*** Selected extract ***
# Image stacking with Lightroom cc?



## markley (Nov 27, 2018)

I recently purchased a Samsung tab3 (have not received yet) and am wondering if I should return to get something else. Maybe something that I can install lightroom classic on? While I did not buy with intentions of solely using for editing photos, this will be the only device that I will have for a year long excursion next year...and will be taking a lot of photos, especially night photos. One thing I am interested in is being able to stack images as is described in this tutorial. Video: Noise Reduction with Image Stacking

Is this even possible to do with the mobile version? I have seen that Lightroom CC does not have all of the same features that lightroom classic has, but not sure what it is lacking. 

Whatever device I go with has to be on the small side and mobile, which is why I am leaning toward a tablet.
*** Data segment ***
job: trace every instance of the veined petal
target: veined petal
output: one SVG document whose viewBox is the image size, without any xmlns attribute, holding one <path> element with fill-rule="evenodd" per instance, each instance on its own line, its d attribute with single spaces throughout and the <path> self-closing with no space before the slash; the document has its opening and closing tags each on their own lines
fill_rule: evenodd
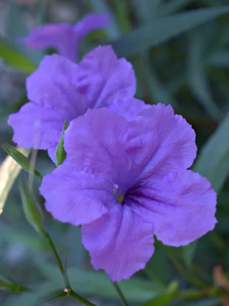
***
**Exercise objective:** Rewrite the forum thread from "## markley (Nov" to "it is lacking.", replacing "lightroom classic" with "Lightroom Classic" everywhere it occurs. Work only from the forum thread.

**Full output:**
## markley (Nov 27, 2018)

I recently purchased a Samsung tab3 (have not received yet) and am wondering if I should return to get something else. Maybe something that I can install Lightroom Classic on? While I did not buy with intentions of solely using for editing photos, this will be the only device that I will have for a year long excursion next year...and will be taking a lot of photos, especially night photos. One thing I am interested in is being able to stack images as is described in this tutorial. Video: Noise Reduction with Image Stacking

Is this even possible to do with the mobile version? I have seen that Lightroom CC does not have all of the same features that Lightroom Classic has, but not sure what it is lacking.